**Assignment**
Without the pictures, give the listing below again exactly.
Segment Open
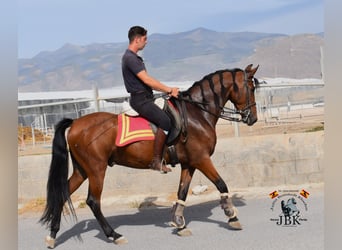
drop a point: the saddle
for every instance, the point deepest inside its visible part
(177, 114)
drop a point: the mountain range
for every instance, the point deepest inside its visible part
(184, 56)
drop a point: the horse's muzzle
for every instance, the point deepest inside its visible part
(249, 118)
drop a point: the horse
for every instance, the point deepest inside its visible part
(89, 142)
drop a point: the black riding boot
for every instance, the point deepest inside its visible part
(159, 143)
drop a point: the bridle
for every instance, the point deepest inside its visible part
(227, 113)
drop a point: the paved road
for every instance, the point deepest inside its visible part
(148, 229)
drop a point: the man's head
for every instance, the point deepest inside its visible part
(137, 36)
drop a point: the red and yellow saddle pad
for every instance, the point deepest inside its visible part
(132, 129)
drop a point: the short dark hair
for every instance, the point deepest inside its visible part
(136, 31)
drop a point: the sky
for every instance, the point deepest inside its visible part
(46, 25)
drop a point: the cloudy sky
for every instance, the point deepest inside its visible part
(49, 24)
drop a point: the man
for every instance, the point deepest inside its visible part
(140, 85)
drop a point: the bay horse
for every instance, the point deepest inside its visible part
(90, 142)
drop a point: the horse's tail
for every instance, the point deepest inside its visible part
(57, 185)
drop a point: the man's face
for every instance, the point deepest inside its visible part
(141, 42)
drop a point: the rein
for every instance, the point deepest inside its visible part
(226, 113)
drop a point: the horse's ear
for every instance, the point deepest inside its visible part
(250, 72)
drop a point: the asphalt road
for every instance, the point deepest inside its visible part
(148, 229)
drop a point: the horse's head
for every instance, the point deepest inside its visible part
(242, 95)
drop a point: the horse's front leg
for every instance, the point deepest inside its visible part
(177, 219)
(208, 169)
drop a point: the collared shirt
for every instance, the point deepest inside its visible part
(131, 65)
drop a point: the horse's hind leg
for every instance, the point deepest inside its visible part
(75, 180)
(94, 202)
(177, 219)
(208, 169)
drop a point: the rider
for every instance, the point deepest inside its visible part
(140, 85)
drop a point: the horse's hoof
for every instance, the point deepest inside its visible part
(120, 241)
(234, 224)
(50, 242)
(184, 232)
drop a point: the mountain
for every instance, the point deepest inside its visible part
(173, 57)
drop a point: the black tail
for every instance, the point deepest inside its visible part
(57, 185)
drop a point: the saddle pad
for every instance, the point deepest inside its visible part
(132, 129)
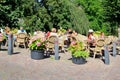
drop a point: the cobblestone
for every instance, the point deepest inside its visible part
(20, 66)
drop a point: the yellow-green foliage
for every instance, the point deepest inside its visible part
(14, 30)
(78, 50)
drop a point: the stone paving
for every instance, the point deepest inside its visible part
(20, 66)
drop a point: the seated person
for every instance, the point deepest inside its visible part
(53, 32)
(102, 36)
(1, 36)
(21, 30)
(91, 39)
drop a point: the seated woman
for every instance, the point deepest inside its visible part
(53, 32)
(1, 36)
(102, 36)
(91, 39)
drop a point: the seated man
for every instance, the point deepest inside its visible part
(21, 30)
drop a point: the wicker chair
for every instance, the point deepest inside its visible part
(50, 44)
(21, 39)
(99, 47)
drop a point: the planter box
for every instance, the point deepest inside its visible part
(78, 60)
(37, 54)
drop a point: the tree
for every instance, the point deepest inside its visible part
(112, 14)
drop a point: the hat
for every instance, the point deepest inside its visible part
(90, 30)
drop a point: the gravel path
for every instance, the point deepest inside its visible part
(20, 66)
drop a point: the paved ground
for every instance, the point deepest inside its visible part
(20, 66)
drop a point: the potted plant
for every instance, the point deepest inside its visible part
(37, 47)
(79, 54)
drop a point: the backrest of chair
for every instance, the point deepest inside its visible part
(108, 41)
(22, 35)
(100, 43)
(51, 41)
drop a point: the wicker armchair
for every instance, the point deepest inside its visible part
(21, 39)
(50, 44)
(99, 47)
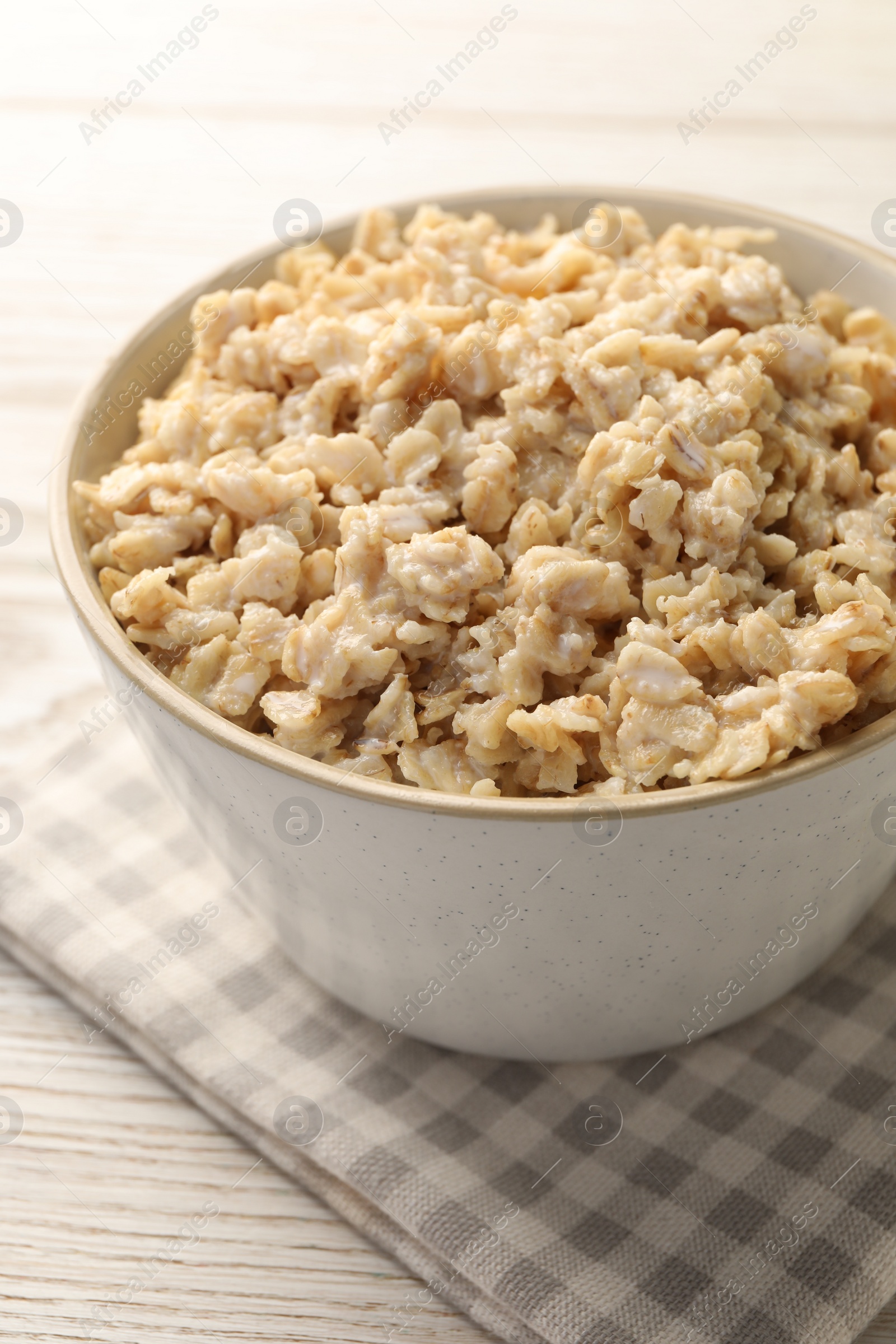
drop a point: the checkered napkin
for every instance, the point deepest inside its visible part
(750, 1197)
Segment Closed
**Answer area**
drop a point: the saddle
for every instance, the point deepest inside its visible part
(177, 114)
drop a point: the mountain range
for every instance, the point deepest inside its visible part
(184, 56)
drop a point: the horse's muzzle
for every instance, the point deepest inside its visible part
(249, 118)
drop a point: the horse
for every instance, the point deepest inside its visible part
(89, 142)
drop a point: the black riding boot
for every instance, the point deepest inside its visible part
(159, 143)
drop a point: the bridle
for every instance, the point deepest inside its visible part
(227, 113)
drop a point: the paved road
for every instance, the point deepest inside its visible part
(148, 229)
drop a point: the man's head
for every instance, the point deepest inside its visible part
(137, 36)
drop a point: the red and yellow saddle pad
for every instance, the point deepest inside its visible part
(132, 129)
drop a point: the short dark hair
for every instance, the point deepest inside its visible part
(136, 31)
drop a point: the sky
for every instance, the point deepest inside its visible part
(46, 25)
drop a point: the cloudy sky
for every instance, the point deepest inside its visible part
(49, 24)
drop a point: the man
for every instance, the point deepest inside its visible part
(140, 85)
drop a point: the bay horse
for every instance, the point deepest inside its visible part
(90, 142)
drop a point: the horse's tail
for every instance, the point deepest inside its visible part
(57, 185)
drop a point: the man's face
for every instance, the point deepest inside its visible part
(141, 42)
drop a point: the rein
for every instance, the point deepest inside its visible part
(226, 113)
drop a point: the horse's ear
for every instance, the point deepest inside its visible part
(250, 72)
drop a point: the asphalt road
for every instance, the point deepest inside its visible part
(148, 229)
drop a point: the horse's head
for every instance, the point deepest inside its visible part
(242, 95)
drop a point: the horse's front leg
for every instance, the point deepest inside its visible part
(177, 219)
(208, 169)
drop a point: the collared shirt
for every instance, the point deepest inside its visible part
(131, 65)
drop a point: the horse's hind leg
for every instance, the point deepest inside its visible part
(75, 180)
(94, 202)
(177, 219)
(208, 169)
drop a point: the rider
for every instance, the point deepest inside its visible part
(140, 85)
drop a point: the horse's hoof
for every instance, the point deepest inside its visible part
(120, 241)
(234, 224)
(50, 242)
(184, 232)
drop a point: the mountain
for every instance, the point deepest inside its visible part
(173, 57)
drop a point: the black tail
for every instance, the point deepest inside its visible part
(57, 185)
drop a point: the saddle pad
for every instance, the point deepest inside its visible part
(132, 129)
drop a point: the cobblestone
for every instance, the point deepest inside its visible part
(20, 66)
drop a point: the yellow-green foliage
for every instance, the point deepest inside its visible part
(14, 30)
(78, 50)
drop a point: the stone paving
for every instance, the point deepest inside its visible part
(20, 66)
drop a point: the seated person
for every instance, the point deepest inside its visible part
(53, 32)
(102, 36)
(1, 36)
(21, 30)
(91, 39)
drop a point: the seated woman
for every instance, the point deepest inside its visible part
(53, 32)
(1, 36)
(102, 36)
(91, 39)
drop a point: the seated man
for every instance, the point deepest inside its visible part
(21, 30)
drop a point: the wicker chair
for every instance, the point deepest inside its visible part
(50, 44)
(21, 39)
(99, 47)
drop a point: the planter box
for every instance, the point deepest inside its visible part
(78, 60)
(37, 54)
drop a point: the tree
for every instance, the point deepest inside its visible part
(112, 14)
drop a point: the hat
for every instance, the point deepest inside its visible part
(90, 30)
drop a point: the gravel path
for every instance, the point deepest inside its visible part
(20, 66)
drop a point: the paved ground
for every instance, the point deepest inside its visible part
(20, 66)
drop a point: the potted plant
for every instance, the point deepest inside its visible part
(37, 47)
(79, 54)
drop a point: the backrest of chair
for every instance, the point deepest inside its visible part
(108, 41)
(22, 35)
(100, 43)
(51, 41)
drop a point: the wicker armchair
for every instance, the point deepest inside its visible part
(21, 39)
(50, 44)
(99, 47)
drop a point: the checkered napkin
for every instance, the point deepest inside its visible part
(750, 1197)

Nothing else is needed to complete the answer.